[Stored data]
+++++

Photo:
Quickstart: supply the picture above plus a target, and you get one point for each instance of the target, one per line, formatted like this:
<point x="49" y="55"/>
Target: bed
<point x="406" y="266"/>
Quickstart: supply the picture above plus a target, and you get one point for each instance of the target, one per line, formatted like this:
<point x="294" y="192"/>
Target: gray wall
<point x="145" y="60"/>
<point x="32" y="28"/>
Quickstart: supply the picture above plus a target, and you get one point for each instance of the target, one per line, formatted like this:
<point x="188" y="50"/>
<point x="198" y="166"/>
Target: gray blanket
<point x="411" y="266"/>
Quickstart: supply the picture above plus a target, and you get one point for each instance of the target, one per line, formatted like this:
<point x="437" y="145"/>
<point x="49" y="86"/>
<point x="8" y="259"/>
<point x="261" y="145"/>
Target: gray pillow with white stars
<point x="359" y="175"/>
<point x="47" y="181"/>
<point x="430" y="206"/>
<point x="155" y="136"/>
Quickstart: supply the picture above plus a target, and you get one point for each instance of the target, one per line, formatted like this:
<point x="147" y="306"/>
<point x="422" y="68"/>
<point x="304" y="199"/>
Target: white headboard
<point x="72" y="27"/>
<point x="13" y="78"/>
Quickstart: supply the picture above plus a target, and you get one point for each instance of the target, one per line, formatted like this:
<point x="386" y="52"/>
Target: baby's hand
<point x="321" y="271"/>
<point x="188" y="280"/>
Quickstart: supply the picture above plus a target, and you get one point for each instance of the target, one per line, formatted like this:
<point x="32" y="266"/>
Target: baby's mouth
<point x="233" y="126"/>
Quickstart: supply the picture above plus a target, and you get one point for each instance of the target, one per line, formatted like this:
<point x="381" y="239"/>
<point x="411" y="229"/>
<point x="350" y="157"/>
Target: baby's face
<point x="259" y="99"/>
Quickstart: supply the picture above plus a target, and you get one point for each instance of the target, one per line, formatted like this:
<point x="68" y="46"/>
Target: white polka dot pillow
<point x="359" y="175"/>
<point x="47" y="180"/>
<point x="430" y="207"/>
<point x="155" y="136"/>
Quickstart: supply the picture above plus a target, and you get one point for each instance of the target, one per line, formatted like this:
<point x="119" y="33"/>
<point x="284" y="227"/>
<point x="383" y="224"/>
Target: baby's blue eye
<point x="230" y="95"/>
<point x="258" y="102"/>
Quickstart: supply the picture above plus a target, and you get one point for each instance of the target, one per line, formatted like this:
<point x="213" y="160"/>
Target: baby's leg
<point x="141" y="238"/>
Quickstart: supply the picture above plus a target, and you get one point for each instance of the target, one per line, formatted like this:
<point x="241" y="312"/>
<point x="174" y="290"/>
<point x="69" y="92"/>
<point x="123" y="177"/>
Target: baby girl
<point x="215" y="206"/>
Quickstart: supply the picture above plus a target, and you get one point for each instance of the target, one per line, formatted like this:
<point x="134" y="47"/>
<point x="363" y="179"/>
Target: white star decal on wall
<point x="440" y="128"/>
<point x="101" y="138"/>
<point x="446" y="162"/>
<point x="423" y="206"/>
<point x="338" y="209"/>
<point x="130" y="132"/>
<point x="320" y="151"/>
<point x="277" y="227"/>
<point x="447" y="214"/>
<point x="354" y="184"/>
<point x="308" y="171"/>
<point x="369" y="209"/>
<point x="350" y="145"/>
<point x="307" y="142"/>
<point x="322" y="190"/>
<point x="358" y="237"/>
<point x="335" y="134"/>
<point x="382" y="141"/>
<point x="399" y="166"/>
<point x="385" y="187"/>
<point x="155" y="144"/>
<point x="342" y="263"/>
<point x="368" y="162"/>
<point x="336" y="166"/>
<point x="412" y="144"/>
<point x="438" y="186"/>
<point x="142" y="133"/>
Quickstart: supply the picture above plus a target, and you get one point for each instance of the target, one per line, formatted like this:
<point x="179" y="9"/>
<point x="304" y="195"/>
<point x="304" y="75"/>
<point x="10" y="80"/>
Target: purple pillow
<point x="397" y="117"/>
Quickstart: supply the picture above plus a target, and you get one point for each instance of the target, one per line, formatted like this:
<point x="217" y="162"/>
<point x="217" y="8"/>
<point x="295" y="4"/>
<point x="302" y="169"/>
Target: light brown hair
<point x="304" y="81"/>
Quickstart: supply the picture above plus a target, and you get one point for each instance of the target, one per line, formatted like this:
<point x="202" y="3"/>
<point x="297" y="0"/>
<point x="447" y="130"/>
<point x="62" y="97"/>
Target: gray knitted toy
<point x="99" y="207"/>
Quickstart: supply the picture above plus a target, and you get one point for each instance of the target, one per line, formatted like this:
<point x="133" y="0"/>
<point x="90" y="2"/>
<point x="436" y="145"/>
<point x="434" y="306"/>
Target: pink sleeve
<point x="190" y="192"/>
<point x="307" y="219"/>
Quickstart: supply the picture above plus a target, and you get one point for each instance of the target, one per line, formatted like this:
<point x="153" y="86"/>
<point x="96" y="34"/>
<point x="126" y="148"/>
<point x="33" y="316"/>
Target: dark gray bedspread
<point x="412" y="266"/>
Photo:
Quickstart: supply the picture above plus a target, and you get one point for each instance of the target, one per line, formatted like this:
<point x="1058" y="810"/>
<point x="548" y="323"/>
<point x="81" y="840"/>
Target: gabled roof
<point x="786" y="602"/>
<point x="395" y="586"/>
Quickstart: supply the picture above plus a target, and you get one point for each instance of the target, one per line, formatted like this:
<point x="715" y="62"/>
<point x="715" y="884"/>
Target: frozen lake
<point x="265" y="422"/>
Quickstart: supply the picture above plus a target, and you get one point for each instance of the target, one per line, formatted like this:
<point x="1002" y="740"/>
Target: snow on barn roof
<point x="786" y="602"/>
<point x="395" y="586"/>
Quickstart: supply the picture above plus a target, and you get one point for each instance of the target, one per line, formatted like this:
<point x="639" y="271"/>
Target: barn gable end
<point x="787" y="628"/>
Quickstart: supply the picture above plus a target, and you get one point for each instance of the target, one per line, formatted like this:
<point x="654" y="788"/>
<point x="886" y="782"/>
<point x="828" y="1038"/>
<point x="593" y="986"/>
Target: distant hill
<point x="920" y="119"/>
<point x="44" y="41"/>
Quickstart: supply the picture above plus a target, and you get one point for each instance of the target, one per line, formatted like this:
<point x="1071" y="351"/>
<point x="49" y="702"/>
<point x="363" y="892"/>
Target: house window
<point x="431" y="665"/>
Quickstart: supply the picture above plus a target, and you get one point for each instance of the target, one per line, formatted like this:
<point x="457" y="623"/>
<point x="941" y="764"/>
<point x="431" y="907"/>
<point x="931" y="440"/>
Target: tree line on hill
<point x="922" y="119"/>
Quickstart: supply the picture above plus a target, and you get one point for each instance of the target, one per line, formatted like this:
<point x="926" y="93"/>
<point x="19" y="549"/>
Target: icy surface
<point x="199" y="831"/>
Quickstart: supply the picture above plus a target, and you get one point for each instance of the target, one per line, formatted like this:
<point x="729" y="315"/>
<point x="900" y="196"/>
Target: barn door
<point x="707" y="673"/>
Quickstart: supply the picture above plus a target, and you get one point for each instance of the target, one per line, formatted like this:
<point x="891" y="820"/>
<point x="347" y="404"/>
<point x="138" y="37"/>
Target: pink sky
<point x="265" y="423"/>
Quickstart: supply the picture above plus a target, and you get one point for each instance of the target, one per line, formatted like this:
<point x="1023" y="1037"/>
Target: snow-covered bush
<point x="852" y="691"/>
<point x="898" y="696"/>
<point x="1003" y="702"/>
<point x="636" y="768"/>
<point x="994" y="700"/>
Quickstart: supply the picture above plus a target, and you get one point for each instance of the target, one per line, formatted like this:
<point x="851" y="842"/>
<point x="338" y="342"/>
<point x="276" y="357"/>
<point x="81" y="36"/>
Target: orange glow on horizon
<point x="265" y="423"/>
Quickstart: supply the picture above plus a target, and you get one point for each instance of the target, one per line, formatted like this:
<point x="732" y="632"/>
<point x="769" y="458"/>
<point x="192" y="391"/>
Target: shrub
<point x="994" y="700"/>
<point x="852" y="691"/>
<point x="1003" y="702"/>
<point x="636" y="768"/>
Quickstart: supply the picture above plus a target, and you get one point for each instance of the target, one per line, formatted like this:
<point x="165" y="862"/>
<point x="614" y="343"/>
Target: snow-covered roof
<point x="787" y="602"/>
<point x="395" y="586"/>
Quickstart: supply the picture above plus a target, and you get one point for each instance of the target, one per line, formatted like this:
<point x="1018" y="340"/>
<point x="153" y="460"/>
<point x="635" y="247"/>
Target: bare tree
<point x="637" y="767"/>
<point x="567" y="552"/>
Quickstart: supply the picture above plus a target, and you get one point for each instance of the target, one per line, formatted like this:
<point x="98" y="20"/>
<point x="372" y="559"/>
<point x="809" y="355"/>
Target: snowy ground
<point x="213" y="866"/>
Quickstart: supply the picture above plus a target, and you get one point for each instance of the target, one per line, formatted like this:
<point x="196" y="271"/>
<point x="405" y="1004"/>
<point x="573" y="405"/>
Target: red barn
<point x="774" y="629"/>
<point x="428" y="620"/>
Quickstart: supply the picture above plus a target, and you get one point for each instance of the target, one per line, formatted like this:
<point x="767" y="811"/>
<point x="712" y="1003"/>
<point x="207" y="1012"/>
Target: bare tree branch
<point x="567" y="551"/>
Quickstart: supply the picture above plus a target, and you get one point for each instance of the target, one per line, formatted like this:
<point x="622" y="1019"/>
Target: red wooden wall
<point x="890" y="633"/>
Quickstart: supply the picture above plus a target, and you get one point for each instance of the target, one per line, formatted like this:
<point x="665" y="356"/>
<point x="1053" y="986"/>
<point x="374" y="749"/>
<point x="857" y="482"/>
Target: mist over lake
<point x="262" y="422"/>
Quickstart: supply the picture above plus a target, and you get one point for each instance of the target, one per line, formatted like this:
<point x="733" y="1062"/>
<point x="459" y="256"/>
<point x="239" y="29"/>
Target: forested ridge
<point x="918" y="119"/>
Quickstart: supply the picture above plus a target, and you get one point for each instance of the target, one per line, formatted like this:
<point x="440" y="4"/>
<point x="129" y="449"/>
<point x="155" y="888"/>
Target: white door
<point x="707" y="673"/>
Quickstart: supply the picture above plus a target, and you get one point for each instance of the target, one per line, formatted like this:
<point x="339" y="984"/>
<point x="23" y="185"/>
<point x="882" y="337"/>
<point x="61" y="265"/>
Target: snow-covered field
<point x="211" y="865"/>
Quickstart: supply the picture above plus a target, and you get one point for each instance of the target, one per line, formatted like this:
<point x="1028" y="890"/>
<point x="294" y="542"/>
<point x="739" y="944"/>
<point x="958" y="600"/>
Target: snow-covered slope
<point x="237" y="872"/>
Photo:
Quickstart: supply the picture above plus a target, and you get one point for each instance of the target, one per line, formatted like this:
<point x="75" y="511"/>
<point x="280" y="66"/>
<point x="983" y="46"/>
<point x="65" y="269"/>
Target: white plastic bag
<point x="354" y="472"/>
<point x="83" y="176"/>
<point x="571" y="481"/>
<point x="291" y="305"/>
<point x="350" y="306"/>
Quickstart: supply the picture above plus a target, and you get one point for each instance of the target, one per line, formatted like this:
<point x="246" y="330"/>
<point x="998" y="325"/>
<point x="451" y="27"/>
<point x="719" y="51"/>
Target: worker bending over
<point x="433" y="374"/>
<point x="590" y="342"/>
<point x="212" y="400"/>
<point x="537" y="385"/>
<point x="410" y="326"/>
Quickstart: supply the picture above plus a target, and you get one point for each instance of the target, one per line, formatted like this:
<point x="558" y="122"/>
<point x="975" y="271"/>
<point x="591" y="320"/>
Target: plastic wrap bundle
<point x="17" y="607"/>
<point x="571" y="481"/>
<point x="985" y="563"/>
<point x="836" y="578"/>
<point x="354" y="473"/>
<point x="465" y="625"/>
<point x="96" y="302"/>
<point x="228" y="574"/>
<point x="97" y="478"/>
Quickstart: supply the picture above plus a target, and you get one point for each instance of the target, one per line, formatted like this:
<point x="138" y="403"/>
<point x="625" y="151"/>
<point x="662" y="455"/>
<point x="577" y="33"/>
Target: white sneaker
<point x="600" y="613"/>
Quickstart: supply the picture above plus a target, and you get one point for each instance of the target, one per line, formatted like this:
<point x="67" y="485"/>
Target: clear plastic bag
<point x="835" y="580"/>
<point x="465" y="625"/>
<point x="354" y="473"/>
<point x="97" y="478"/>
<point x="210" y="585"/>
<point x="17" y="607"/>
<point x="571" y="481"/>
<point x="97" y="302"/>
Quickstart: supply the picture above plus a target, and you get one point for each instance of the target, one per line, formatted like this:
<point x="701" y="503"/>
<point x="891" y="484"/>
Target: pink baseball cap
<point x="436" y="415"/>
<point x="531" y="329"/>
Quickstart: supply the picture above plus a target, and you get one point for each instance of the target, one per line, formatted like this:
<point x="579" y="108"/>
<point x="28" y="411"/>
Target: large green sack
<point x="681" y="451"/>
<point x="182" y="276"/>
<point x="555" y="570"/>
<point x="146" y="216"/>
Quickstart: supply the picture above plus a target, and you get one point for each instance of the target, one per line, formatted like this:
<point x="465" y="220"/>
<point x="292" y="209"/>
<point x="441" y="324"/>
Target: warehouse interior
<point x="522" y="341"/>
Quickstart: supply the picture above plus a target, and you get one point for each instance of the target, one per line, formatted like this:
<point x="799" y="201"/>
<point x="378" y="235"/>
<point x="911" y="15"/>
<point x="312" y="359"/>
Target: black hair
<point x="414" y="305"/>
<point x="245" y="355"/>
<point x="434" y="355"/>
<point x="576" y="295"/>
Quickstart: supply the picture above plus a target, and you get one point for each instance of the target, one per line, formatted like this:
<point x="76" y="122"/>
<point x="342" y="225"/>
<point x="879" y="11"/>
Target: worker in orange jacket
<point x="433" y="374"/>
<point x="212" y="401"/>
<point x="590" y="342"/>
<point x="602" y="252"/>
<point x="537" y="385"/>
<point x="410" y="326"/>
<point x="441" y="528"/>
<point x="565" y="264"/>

+++++

Work instructions —
Gather every line in the entries that contains the word "lake", and copy each one without changes.

Response —
Target: frozen lake
Target: mist over lake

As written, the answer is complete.